> [Problema proposto 1] Segundo o diário de bordo do processo de dança, com que necessidade de Claudia começa o ensaio de 2 de março?
> [Problema proposto 2] Retome o diário de bordo do processo de dança logo após o último parágrafo apresentado.

> [Documento de origem]
7. A cama que a gente arruma para Ana bagunçar | iN SAiO

Páginas de um diário de bordo do processo criativo de dança de Claudia Palma, Armando Aurich e Ana Mondini na iN SAiO cia. de Artes

6. O sonho de Claudia | iN SAiO


02 de março

Nesses ensaios ainda iniciais, muito se lê, muito se fala e muito se escreve, porém começa-se a perceber que o verbo precisa se encarnar – e está se encarnando – na vivência do corpo.

O ensaio começa com a necessidade de Claudia em ler novamente o projeto que deu origem a essa criação. Conforme lêem, Claudia Palma e Armando Aurich percebem que já não estão mais exatamente no projeto, que as ideias estão virando corpo e já ultrapassam o texto escrito. Talvez essa necessidade de leitura tivesse em si uma intuição de que a criação estava começando a caminhar com as próprias pernas.

As memórias, que são um dos motes dessa dança, tem passado pelos dois por meio da palavra falada, numa contação de lembranças vividas em dupla e em trio (com Ana Mondini). No entanto, vem à tona mais uma necessidade: a de de limitar o tempo de discussão e de rememoração para preservar o tempo de trabalho direto com o corpo a cada ensaio. A palavra semeia as memórias entre eles, mas é só no silêncio que elas poderão brotar no corpo, dando origem a uma nova dança.

> [Informações fornecidas]

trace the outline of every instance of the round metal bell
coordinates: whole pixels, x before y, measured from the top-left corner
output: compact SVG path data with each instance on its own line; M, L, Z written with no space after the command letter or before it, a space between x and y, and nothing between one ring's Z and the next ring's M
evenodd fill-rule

> [Resultado do exercício 1] Com a necessidade de ler novamente o projeto que deu origem à criação.

> [Resultado do exercício 2]
Aquecem-se não ao mesmo tempo, mas um em apoio ao outro, conduzindo sensibilizações na coluna vertebral com técnicas de eutonia. Coluna como uma parte do corpo que conecta o topo ao rabo, o humano ao animal, e também como parte do eu que só pode ser vista pelo outro. Daí a necessidade de terem seus momentos individuais de experimentação coreográfica, para que o olhar do outro dê totalidade ao eu.

09 de março

Claudia está gripada, Armando ensaia sozinho na Olido. É uma deixa para testar o formato de ensaio virtual que será realizado com Ana Mondini em breve: Claudia assiste o ensaio via Zoom, num ponto de vista semelhante ao que Ana terá de Portugal. Oportunidade para dar voz à necessidade que despontava no ensaio anterior: trabalhar as experimentações de dança individualmente e não o tempo todo juntos, para que possam olhar um ao outro.

No livro Escute as Feras (2021), Natassja Martin narra que só foi mordida porque olhou pro urso, e essa mordida é um encontro. Encontro e olhar, portanto, são duas faces de uma mesma moeda. Depois de olharem-se – e morderem-se – mulher e urso transformam-se um no outro. É nessa semana de ensaios focados no olhar que desponta uma primeira possibilidade de nome para a obra: Miêdka, palavra que designa a pessoa “marcada pelo urso”, transformada pelo encontro, que dali em diante é metade humana e metade animal.

O olhar do outro, portanto, não só constitui como transforma identidades. Aguardam pelo olhar de Ana, que os transformou no passado e há de transformá-los novamente.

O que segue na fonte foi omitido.